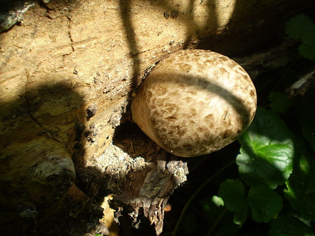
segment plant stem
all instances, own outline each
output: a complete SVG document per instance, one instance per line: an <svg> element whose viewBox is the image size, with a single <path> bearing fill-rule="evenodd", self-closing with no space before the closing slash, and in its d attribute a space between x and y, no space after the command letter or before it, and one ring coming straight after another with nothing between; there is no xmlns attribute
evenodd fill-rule
<svg viewBox="0 0 315 236"><path fill-rule="evenodd" d="M212 227L211 227L211 228L210 229L210 230L209 230L209 232L208 232L208 233L207 234L207 236L211 235L211 233L212 233L212 231L213 231L213 229L214 229L217 223L220 221L220 220L221 220L221 218L223 217L223 216L224 216L224 214L226 213L226 212L227 212L227 211L228 211L228 209L226 208L226 209L224 209L222 211L222 212L221 213L219 217L217 218L217 219L216 219L214 223L212 225Z"/></svg>
<svg viewBox="0 0 315 236"><path fill-rule="evenodd" d="M200 192L200 191L203 189L203 188L207 186L207 185L208 185L208 184L209 184L209 183L211 180L212 180L214 178L214 177L215 177L217 175L218 175L223 171L225 171L226 168L230 167L230 165L232 165L234 163L235 163L235 160L233 160L233 161L229 162L228 164L225 165L218 171L215 172L215 173L210 176L209 178L208 178L208 179L206 180L204 182L203 182L203 183L201 185L200 185L198 189L196 190L194 194L189 198L188 201L187 201L187 203L186 203L186 205L185 205L185 206L183 208L183 210L180 213L180 216L179 216L179 218L178 218L178 220L177 221L177 223L176 223L176 225L175 226L175 229L173 231L173 234L172 234L172 236L175 236L175 235L176 234L176 232L178 230L178 228L179 227L179 225L180 225L180 223L181 223L181 221L184 217L185 213L186 213L186 212L188 210L188 208L190 207L190 206L191 205L194 199L195 199L197 195L198 195L199 192Z"/></svg>

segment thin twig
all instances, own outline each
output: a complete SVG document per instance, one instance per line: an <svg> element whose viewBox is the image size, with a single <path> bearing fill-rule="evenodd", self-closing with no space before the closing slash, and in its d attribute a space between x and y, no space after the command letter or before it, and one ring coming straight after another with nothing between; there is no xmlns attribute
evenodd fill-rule
<svg viewBox="0 0 315 236"><path fill-rule="evenodd" d="M178 218L178 220L177 221L177 223L176 223L176 225L175 227L175 229L174 229L174 231L173 231L173 234L172 234L172 236L176 235L176 232L178 230L178 228L179 227L179 225L180 225L181 221L184 217L184 216L185 215L185 213L186 213L186 212L188 210L188 208L190 207L190 206L191 205L191 204L192 204L194 199L198 195L199 192L200 192L200 191L203 189L203 188L206 187L208 185L208 184L209 184L209 183L211 180L212 180L217 175L221 173L221 172L225 171L226 169L230 167L230 165L232 165L234 163L235 163L235 160L233 160L232 161L229 162L228 164L225 165L224 166L223 166L222 168L221 168L220 170L217 171L215 173L214 173L213 175L210 176L201 185L200 185L200 186L198 188L198 189L197 190L196 190L196 191L194 193L194 194L189 198L188 201L187 201L187 202L186 203L186 205L183 208L183 210L182 210L181 213L180 213L180 216L179 216L179 218Z"/></svg>

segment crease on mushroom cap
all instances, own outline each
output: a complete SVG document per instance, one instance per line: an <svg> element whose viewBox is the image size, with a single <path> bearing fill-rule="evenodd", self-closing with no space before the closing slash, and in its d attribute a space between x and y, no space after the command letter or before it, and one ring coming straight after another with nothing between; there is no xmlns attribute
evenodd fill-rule
<svg viewBox="0 0 315 236"><path fill-rule="evenodd" d="M134 121L179 156L217 151L234 141L255 115L257 95L247 73L210 51L179 51L163 59L138 88Z"/></svg>

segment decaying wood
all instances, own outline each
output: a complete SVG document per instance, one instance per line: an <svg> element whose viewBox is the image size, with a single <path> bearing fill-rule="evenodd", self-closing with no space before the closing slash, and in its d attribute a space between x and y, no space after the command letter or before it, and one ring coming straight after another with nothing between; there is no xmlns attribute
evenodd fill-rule
<svg viewBox="0 0 315 236"><path fill-rule="evenodd" d="M188 172L184 159L172 159L125 122L142 76L183 48L251 48L274 37L279 17L308 7L293 0L48 2L33 3L19 25L0 34L0 221L29 220L37 233L39 222L46 227L60 216L97 220L97 200L110 193L117 209L129 207L136 222L142 209L161 232L164 207Z"/></svg>

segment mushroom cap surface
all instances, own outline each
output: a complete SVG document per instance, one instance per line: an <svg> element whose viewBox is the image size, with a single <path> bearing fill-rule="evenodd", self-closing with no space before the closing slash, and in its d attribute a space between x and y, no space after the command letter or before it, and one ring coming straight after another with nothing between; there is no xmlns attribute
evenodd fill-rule
<svg viewBox="0 0 315 236"><path fill-rule="evenodd" d="M245 70L210 51L177 51L163 59L134 97L134 121L168 152L198 156L234 142L248 127L257 107Z"/></svg>

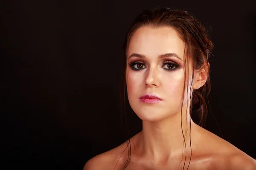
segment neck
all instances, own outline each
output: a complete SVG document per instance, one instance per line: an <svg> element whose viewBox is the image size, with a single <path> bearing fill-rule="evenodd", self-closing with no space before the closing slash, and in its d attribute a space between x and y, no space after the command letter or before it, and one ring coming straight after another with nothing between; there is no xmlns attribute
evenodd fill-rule
<svg viewBox="0 0 256 170"><path fill-rule="evenodd" d="M157 122L143 121L139 148L143 156L162 162L184 154L186 148L186 155L190 155L190 144L192 150L200 135L199 126L190 119L189 108L186 114L184 108L186 105L183 106L182 116L180 112Z"/></svg>

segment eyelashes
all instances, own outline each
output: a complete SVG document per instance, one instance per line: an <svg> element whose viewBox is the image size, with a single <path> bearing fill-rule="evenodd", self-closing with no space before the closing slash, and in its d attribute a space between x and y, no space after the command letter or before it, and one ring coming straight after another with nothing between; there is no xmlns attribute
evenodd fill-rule
<svg viewBox="0 0 256 170"><path fill-rule="evenodd" d="M178 63L170 60L164 61L162 62L162 67L168 71L174 71L178 68L180 65ZM130 67L133 70L138 71L146 68L144 62L141 61L137 61L129 63Z"/></svg>

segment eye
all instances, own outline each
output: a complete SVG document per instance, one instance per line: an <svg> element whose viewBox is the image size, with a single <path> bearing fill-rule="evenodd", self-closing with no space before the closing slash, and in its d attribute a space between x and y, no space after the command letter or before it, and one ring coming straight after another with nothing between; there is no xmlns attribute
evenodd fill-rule
<svg viewBox="0 0 256 170"><path fill-rule="evenodd" d="M163 68L170 71L176 70L179 67L179 65L177 64L168 61L164 62L163 64Z"/></svg>
<svg viewBox="0 0 256 170"><path fill-rule="evenodd" d="M146 68L144 64L140 62L136 62L132 63L129 63L129 65L131 69L134 70L140 70Z"/></svg>
<svg viewBox="0 0 256 170"><path fill-rule="evenodd" d="M175 68L175 66L174 65L174 64L172 63L166 64L164 65L165 66L166 66L167 67L164 67L164 68L168 69L173 69L174 68Z"/></svg>

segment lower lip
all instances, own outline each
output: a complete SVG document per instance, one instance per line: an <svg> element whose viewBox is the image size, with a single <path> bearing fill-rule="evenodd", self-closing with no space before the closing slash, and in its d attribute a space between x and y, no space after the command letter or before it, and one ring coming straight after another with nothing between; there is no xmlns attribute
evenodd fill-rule
<svg viewBox="0 0 256 170"><path fill-rule="evenodd" d="M144 99L140 99L140 100L141 102L142 102L144 103L159 103L161 102L162 100L160 99L159 99L157 98L153 98L153 99L149 99L149 98L144 98Z"/></svg>

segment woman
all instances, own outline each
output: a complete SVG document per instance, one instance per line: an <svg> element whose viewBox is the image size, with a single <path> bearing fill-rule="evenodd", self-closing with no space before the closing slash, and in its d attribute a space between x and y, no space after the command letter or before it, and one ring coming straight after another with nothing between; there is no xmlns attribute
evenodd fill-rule
<svg viewBox="0 0 256 170"><path fill-rule="evenodd" d="M123 46L123 88L143 130L84 169L256 170L255 160L191 119L192 106L206 112L212 46L186 11L157 8L139 15Z"/></svg>

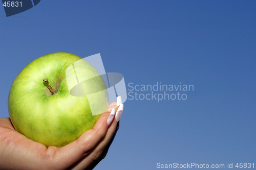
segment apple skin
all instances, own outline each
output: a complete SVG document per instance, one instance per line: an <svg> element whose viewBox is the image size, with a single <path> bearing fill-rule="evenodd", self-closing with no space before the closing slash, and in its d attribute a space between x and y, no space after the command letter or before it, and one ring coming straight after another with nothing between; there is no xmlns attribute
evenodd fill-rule
<svg viewBox="0 0 256 170"><path fill-rule="evenodd" d="M22 69L12 84L8 98L10 117L17 131L46 147L61 147L93 127L100 114L92 115L86 96L70 94L66 79L66 68L81 59L70 53L52 53L35 59ZM87 76L99 76L86 62L87 67L83 69L86 69ZM44 78L57 89L57 93L51 95ZM97 84L106 86L103 79ZM107 92L99 93L94 100L101 113L107 111Z"/></svg>

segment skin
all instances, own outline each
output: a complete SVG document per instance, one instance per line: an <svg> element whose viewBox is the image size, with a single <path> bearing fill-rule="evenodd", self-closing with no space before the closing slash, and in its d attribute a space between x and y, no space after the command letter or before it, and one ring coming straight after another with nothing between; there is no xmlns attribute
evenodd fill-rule
<svg viewBox="0 0 256 170"><path fill-rule="evenodd" d="M47 148L17 132L10 118L0 118L0 169L92 169L105 156L118 129L115 118L106 124L116 105L110 105L92 129L61 148Z"/></svg>
<svg viewBox="0 0 256 170"><path fill-rule="evenodd" d="M86 95L70 95L67 82L66 77L71 77L66 75L67 68L71 65L74 72L72 64L75 65L81 59L70 53L52 53L34 60L19 72L12 84L8 98L10 117L17 131L46 147L61 147L93 128L100 115L93 116ZM86 79L99 76L90 63L81 61L84 61L80 65L82 66L75 69L78 78L84 72ZM88 88L105 89L100 78L88 83ZM44 78L48 79L57 91L56 93L52 95ZM69 82L76 84L76 79L70 79ZM97 94L90 104L102 113L109 107L108 92Z"/></svg>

• **Exercise prompt**
Find every line in the entries above that contains the word "mushroom", matching case exactly, and copy each of those lines.

• **Completed task**
segment crease on mushroom cap
segment mushroom cap surface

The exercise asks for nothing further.